EXERCISE BRIEF:
Could you give again, word for word, the records below, starting from the very beginning and going through the line with "pixel 699 424", both ends included? Leave the pictures out of your answer.

[Location labeling records]
○ ○ ○ ○

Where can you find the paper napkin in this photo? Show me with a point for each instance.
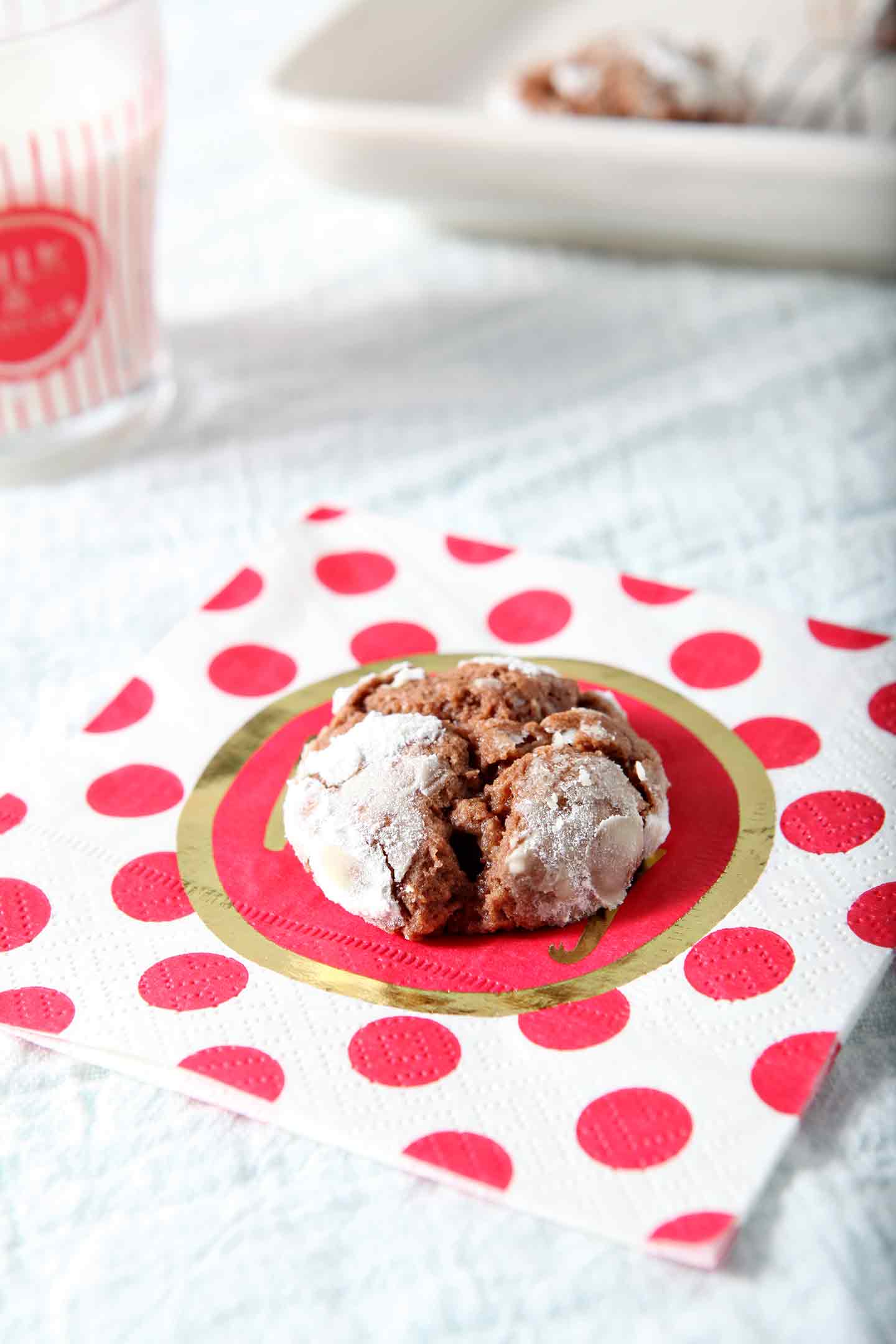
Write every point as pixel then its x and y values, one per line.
pixel 635 1077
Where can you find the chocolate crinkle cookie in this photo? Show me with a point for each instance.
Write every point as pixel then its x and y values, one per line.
pixel 493 796
pixel 637 77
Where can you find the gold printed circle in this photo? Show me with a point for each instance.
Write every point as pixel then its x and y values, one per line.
pixel 750 855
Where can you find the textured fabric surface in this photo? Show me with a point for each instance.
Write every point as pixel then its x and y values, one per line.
pixel 704 425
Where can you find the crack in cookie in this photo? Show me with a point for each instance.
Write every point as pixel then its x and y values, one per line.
pixel 495 796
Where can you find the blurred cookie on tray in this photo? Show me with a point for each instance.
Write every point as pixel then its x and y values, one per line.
pixel 641 76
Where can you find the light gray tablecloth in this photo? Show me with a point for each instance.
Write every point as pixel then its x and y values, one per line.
pixel 699 424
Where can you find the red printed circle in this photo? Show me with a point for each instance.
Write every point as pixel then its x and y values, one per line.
pixel 531 616
pixel 474 1156
pixel 882 707
pixel 323 514
pixel 844 636
pixel 656 594
pixel 714 660
pixel 134 791
pixel 872 917
pixel 832 821
pixel 635 1128
pixel 251 670
pixel 37 1009
pixel 54 288
pixel 149 889
pixel 12 811
pixel 403 1052
pixel 739 963
pixel 24 912
pixel 241 1066
pixel 780 742
pixel 576 1026
pixel 192 980
pixel 393 640
pixel 242 589
pixel 704 1226
pixel 355 572
pixel 475 553
pixel 132 703
pixel 788 1073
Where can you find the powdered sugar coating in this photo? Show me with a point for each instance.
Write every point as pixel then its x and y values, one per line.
pixel 396 675
pixel 577 835
pixel 513 665
pixel 495 796
pixel 352 811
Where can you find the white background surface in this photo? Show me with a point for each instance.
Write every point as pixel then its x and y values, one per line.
pixel 704 425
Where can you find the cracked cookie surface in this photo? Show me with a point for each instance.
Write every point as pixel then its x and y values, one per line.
pixel 492 796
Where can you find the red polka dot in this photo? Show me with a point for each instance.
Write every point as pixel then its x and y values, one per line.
pixel 12 811
pixel 656 594
pixel 715 659
pixel 355 572
pixel 832 821
pixel 788 1073
pixel 577 1026
pixel 739 963
pixel 872 917
pixel 24 912
pixel 149 889
pixel 37 1009
pixel 393 640
pixel 324 514
pixel 251 670
pixel 129 706
pixel 635 1128
pixel 883 707
pixel 704 1226
pixel 475 553
pixel 243 588
pixel 403 1052
pixel 531 616
pixel 134 791
pixel 192 980
pixel 844 636
pixel 780 742
pixel 241 1066
pixel 474 1156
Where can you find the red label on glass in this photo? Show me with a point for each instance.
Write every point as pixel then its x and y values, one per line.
pixel 52 272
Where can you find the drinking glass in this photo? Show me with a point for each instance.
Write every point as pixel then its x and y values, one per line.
pixel 81 119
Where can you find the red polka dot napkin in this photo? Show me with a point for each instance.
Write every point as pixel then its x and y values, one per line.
pixel 635 1077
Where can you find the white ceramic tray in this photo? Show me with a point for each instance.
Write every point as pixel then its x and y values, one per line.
pixel 395 98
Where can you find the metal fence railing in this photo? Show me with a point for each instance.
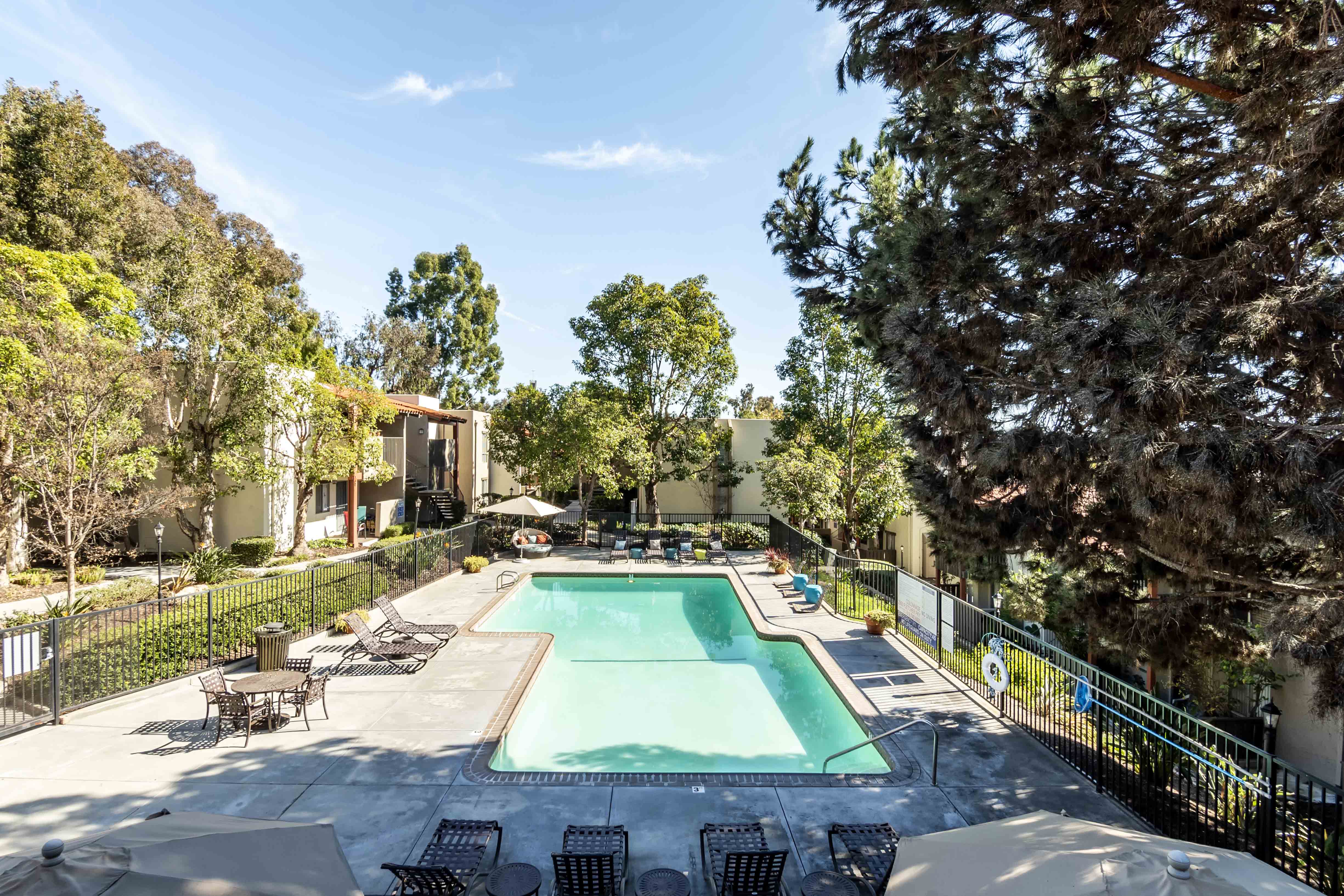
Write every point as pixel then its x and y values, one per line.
pixel 1182 774
pixel 61 664
pixel 738 531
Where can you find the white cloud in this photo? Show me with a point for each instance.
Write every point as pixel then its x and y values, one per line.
pixel 414 86
pixel 640 156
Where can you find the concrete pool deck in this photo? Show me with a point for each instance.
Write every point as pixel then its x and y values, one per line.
pixel 388 766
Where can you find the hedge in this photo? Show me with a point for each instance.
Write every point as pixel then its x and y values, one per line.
pixel 255 551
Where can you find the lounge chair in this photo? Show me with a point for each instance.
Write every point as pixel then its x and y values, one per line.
pixel 593 862
pixel 393 623
pixel 314 690
pixel 453 859
pixel 371 645
pixel 211 684
pixel 738 862
pixel 870 853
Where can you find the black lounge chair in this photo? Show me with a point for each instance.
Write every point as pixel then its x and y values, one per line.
pixel 452 862
pixel 738 862
pixel 370 645
pixel 593 862
pixel 393 623
pixel 870 853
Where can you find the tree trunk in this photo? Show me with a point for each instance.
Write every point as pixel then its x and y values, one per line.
pixel 651 499
pixel 302 494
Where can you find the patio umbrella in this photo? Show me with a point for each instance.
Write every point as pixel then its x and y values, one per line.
pixel 1049 853
pixel 189 855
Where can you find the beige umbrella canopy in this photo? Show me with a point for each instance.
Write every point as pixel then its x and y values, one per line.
pixel 189 855
pixel 1046 853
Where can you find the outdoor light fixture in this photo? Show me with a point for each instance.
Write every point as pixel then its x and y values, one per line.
pixel 1270 714
pixel 159 538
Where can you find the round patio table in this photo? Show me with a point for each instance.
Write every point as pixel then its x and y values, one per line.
pixel 515 879
pixel 271 683
pixel 663 882
pixel 828 883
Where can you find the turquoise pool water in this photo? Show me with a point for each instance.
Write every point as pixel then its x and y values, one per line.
pixel 667 676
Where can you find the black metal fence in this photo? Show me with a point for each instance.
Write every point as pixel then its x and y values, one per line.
pixel 1182 774
pixel 738 531
pixel 54 665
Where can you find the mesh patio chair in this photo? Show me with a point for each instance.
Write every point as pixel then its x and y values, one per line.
pixel 370 645
pixel 237 710
pixel 870 853
pixel 738 862
pixel 211 684
pixel 394 623
pixel 314 691
pixel 611 844
pixel 453 859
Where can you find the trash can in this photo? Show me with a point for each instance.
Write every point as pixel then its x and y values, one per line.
pixel 272 645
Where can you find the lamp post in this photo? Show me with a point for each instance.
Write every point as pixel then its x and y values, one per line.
pixel 159 539
pixel 1270 714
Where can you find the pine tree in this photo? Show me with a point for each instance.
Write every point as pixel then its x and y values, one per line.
pixel 450 293
pixel 1097 253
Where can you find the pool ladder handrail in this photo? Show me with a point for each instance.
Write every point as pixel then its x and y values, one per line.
pixel 921 720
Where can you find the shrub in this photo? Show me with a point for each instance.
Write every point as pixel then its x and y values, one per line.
pixel 89 575
pixel 255 551
pixel 210 566
pixel 343 626
pixel 32 578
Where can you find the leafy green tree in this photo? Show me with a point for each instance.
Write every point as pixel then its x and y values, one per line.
pixel 835 398
pixel 804 481
pixel 327 430
pixel 397 354
pixel 667 355
pixel 218 306
pixel 448 292
pixel 1097 253
pixel 62 189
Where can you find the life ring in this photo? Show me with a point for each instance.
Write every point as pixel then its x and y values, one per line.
pixel 1082 696
pixel 995 672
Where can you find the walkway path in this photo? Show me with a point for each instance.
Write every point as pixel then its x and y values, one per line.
pixel 385 769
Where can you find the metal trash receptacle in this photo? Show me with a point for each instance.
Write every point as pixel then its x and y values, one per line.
pixel 272 645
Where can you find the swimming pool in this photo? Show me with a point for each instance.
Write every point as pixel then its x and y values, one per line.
pixel 666 675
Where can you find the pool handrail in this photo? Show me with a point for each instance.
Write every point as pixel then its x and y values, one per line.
pixel 921 720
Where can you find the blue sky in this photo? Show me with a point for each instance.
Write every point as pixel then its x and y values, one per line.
pixel 566 144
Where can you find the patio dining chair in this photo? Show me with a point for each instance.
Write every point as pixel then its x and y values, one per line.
pixel 738 862
pixel 211 684
pixel 393 623
pixel 237 710
pixel 314 690
pixel 870 852
pixel 593 862
pixel 370 645
pixel 453 859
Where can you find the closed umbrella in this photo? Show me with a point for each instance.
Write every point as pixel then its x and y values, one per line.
pixel 189 855
pixel 1047 853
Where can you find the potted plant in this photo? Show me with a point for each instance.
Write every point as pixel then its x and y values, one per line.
pixel 777 561
pixel 878 621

○ ○ ○ ○

EXERCISE OUTPUT:
Where can you find the paper napkin in this photo? Show me with a point for each instance.
Write every point as pixel then its x and y values, one per line.
pixel 635 1077
Where can you find the chocolate crinkle cookie in this photo? Show me with a point for each instance.
Write every point as pixel then its x and y values, one per line.
pixel 493 796
pixel 637 77
Where can you find the gold printed circle in this photo? Show me with a point for each instance.
Write every point as pixel then its x and y values, one per line.
pixel 750 855
Where can you find the textured fabric surface in this photo? Show me with a point for each instance.
Write every point as pixel then its x and y values, one per line.
pixel 704 425
Where can you find the crack in cookie in this photo? Show me with a point for each instance.
Write every point as pixel then its x and y values, one per line.
pixel 495 796
Where can you find the blurred cookie on tray in this photo? Show me with a point for each instance.
Write every point as pixel then its x and y values, one per line.
pixel 641 76
Where can you find the light gray tablecloth in this photo? Show me with a point for each instance.
Write every point as pixel then its x and y values, one per line.
pixel 699 424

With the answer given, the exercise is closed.